Start of SUPPLIED MATERIAL

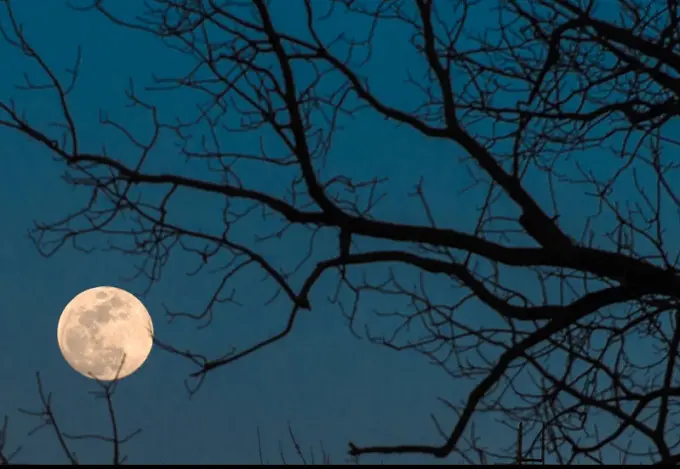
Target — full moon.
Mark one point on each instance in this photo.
(103, 327)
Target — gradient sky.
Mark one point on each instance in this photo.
(329, 385)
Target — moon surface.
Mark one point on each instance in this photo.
(101, 328)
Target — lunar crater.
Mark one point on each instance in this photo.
(103, 327)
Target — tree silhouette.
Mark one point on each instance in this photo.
(560, 111)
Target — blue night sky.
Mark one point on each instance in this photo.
(331, 386)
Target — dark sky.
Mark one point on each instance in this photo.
(329, 385)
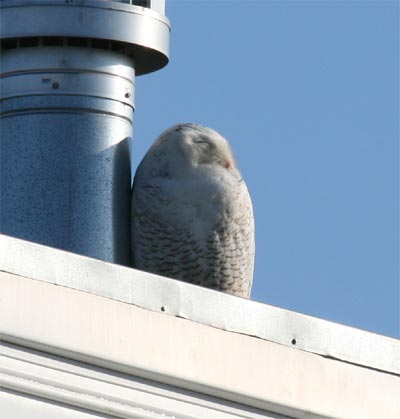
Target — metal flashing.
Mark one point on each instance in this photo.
(200, 305)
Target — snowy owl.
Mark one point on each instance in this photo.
(192, 216)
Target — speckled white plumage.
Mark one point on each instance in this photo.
(192, 217)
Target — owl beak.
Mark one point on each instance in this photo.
(228, 165)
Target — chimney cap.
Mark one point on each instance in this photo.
(139, 32)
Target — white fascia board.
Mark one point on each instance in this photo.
(199, 304)
(185, 354)
(77, 385)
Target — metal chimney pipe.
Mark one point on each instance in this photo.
(67, 85)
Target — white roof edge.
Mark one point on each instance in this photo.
(198, 304)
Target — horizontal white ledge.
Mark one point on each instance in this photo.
(199, 304)
(178, 352)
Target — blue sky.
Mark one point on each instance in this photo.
(307, 92)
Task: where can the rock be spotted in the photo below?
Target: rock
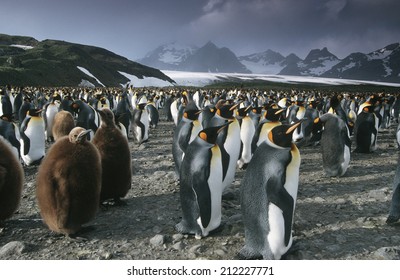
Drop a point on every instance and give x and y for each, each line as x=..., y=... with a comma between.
x=12, y=248
x=179, y=246
x=157, y=240
x=387, y=253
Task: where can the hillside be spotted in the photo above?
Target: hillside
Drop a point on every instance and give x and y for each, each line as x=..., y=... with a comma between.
x=26, y=61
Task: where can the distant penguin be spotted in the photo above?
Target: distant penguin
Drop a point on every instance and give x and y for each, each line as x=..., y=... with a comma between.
x=272, y=117
x=140, y=123
x=366, y=130
x=123, y=114
x=68, y=183
x=247, y=130
x=115, y=158
x=32, y=140
x=5, y=104
x=201, y=185
x=10, y=132
x=185, y=132
x=63, y=123
x=335, y=144
x=88, y=117
x=153, y=114
x=11, y=181
x=394, y=213
x=228, y=140
x=49, y=112
x=268, y=196
x=24, y=108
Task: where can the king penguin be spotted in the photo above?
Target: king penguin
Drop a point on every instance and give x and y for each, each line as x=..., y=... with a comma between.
x=228, y=140
x=394, y=213
x=185, y=132
x=140, y=123
x=335, y=144
x=366, y=130
x=63, y=124
x=268, y=195
x=68, y=183
x=247, y=130
x=115, y=159
x=11, y=181
x=201, y=184
x=32, y=140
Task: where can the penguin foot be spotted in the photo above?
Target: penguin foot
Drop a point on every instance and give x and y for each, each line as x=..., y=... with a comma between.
x=247, y=254
x=392, y=219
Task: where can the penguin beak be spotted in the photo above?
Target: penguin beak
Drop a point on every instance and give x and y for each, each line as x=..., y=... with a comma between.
x=82, y=135
x=294, y=126
x=223, y=126
x=236, y=105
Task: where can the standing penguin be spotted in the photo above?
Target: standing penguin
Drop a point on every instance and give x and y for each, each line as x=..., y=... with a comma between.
x=201, y=185
x=185, y=132
x=32, y=137
x=366, y=130
x=68, y=183
x=88, y=117
x=49, y=112
x=394, y=214
x=335, y=144
x=63, y=124
x=11, y=181
x=228, y=140
x=268, y=195
x=247, y=130
x=153, y=114
x=115, y=158
x=140, y=124
x=271, y=119
x=10, y=132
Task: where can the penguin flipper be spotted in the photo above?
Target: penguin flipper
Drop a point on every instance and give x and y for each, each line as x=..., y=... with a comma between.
x=203, y=196
x=279, y=196
x=25, y=139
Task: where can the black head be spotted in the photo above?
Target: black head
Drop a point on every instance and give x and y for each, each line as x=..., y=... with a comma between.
x=210, y=134
x=281, y=135
x=78, y=135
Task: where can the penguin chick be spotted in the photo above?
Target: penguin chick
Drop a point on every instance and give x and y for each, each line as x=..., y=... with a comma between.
x=68, y=183
x=268, y=195
x=11, y=180
x=115, y=158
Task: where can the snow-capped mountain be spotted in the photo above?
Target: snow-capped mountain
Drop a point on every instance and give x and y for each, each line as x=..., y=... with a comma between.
x=168, y=56
x=381, y=65
x=268, y=62
x=317, y=62
x=208, y=58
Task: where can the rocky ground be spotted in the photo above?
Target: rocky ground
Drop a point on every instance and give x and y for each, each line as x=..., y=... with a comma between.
x=335, y=218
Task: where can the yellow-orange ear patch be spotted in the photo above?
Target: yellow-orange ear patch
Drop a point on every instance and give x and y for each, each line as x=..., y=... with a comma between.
x=203, y=136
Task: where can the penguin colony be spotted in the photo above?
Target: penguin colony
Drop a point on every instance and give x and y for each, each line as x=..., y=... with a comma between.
x=216, y=133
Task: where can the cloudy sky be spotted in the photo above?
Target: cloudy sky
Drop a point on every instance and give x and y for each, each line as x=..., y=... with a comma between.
x=132, y=28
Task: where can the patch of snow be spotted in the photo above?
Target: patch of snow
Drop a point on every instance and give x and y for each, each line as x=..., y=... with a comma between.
x=22, y=47
x=84, y=70
x=199, y=79
x=326, y=66
x=262, y=67
x=381, y=54
x=348, y=66
x=86, y=83
x=146, y=81
x=388, y=70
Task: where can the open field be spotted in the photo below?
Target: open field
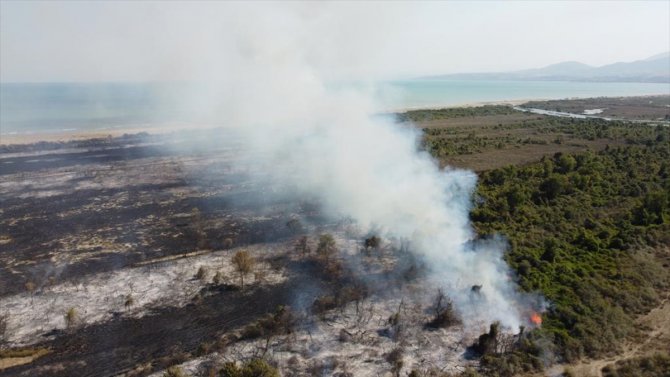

End of SUPPLIED MATERIAL

WHAT TO DO
Keep only those lines of the records that hold "ground", and return them.

TASK ANSWER
Task: where can the rocky ground be spotted in the photo above?
Target: rocky ground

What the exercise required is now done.